### Input
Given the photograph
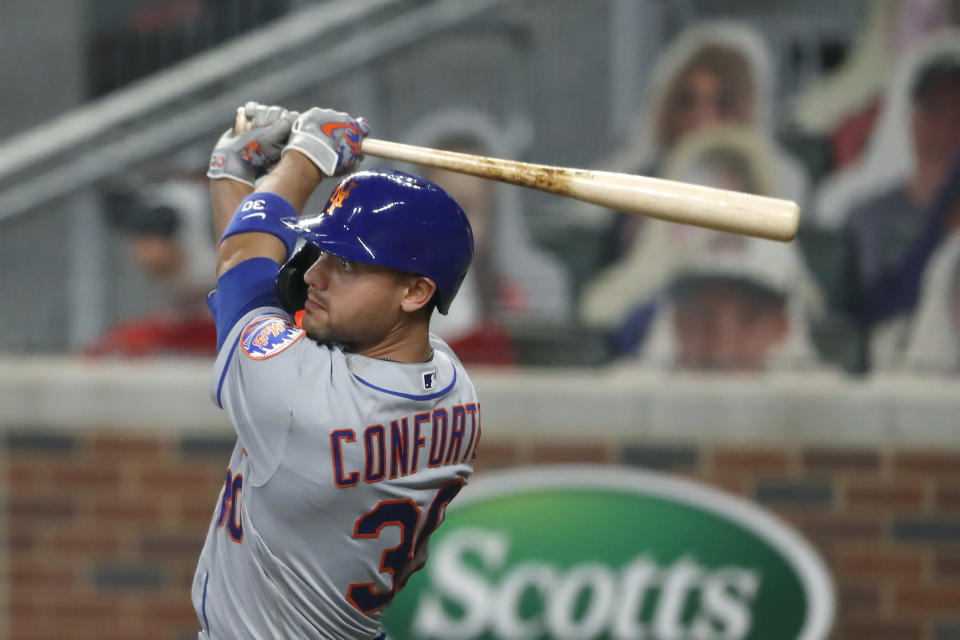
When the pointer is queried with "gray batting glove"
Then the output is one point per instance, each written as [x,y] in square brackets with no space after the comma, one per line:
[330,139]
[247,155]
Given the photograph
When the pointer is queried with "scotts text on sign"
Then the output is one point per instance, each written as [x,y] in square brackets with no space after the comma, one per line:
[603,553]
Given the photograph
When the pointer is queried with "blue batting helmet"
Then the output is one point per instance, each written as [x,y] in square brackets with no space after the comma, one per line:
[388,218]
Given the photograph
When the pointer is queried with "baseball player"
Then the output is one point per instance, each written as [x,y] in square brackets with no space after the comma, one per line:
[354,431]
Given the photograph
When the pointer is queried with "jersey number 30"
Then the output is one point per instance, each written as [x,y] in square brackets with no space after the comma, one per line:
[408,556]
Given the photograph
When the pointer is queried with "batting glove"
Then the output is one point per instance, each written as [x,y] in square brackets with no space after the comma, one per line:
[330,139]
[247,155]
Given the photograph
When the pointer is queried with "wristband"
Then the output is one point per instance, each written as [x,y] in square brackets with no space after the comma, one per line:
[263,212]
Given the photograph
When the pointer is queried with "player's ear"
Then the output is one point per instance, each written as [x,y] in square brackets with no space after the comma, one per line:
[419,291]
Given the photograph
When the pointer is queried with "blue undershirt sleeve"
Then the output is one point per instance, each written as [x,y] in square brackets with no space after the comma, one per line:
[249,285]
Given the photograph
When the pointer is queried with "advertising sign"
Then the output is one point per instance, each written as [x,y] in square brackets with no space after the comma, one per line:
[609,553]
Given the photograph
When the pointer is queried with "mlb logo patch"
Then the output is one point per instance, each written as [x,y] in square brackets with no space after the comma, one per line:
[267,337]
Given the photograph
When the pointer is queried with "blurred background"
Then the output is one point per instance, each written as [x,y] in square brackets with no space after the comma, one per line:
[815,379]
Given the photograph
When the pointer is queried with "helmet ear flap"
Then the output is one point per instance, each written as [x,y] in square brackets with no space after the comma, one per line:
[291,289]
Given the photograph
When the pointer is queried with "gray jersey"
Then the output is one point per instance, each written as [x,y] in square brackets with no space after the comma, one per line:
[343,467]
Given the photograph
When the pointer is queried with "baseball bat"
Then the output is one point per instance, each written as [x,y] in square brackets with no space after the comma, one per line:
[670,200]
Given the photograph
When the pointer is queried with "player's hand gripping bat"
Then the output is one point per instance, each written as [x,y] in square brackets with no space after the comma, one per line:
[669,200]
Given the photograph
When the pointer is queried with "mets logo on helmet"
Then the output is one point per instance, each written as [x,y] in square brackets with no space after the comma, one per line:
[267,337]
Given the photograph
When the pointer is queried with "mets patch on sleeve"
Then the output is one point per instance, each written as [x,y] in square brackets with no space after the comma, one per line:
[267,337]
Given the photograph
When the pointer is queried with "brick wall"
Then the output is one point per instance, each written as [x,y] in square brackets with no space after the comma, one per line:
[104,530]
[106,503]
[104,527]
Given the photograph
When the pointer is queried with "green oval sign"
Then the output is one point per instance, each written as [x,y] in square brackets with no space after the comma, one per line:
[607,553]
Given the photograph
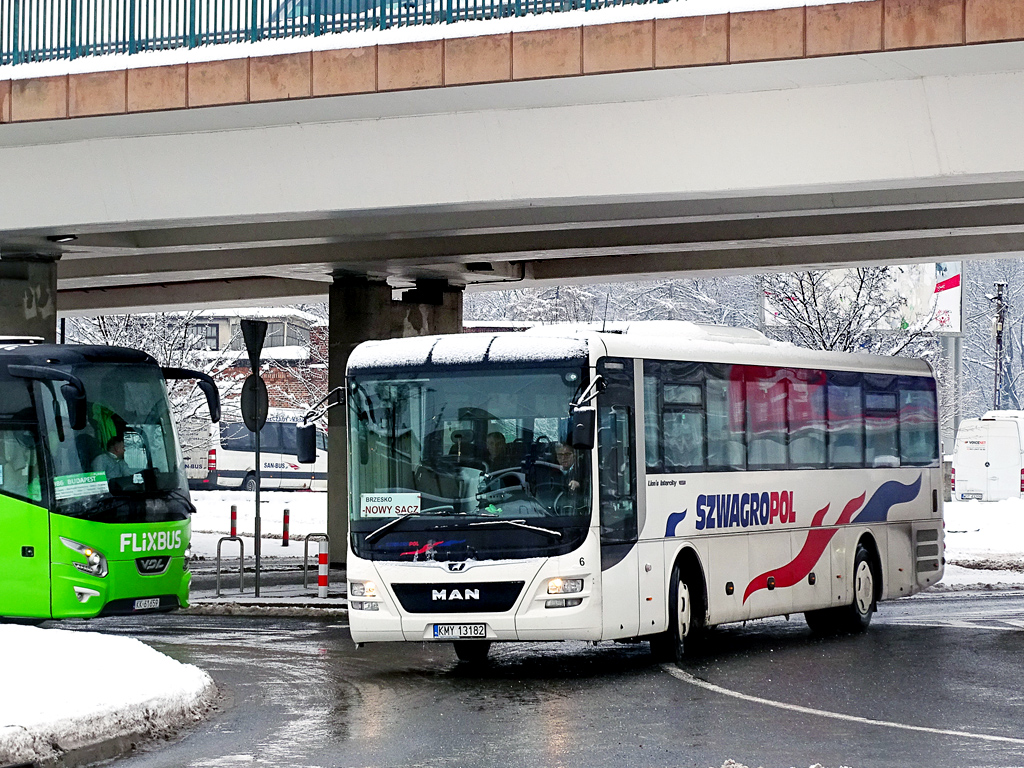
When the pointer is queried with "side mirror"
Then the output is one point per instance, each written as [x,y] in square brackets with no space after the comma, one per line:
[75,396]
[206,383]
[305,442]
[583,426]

### Task objective
Go through the records above and return every line that holds the string "baseball".

### Finished exercise
When the pointer is queried with "baseball player"
When the pointer is queried with "baseball bat"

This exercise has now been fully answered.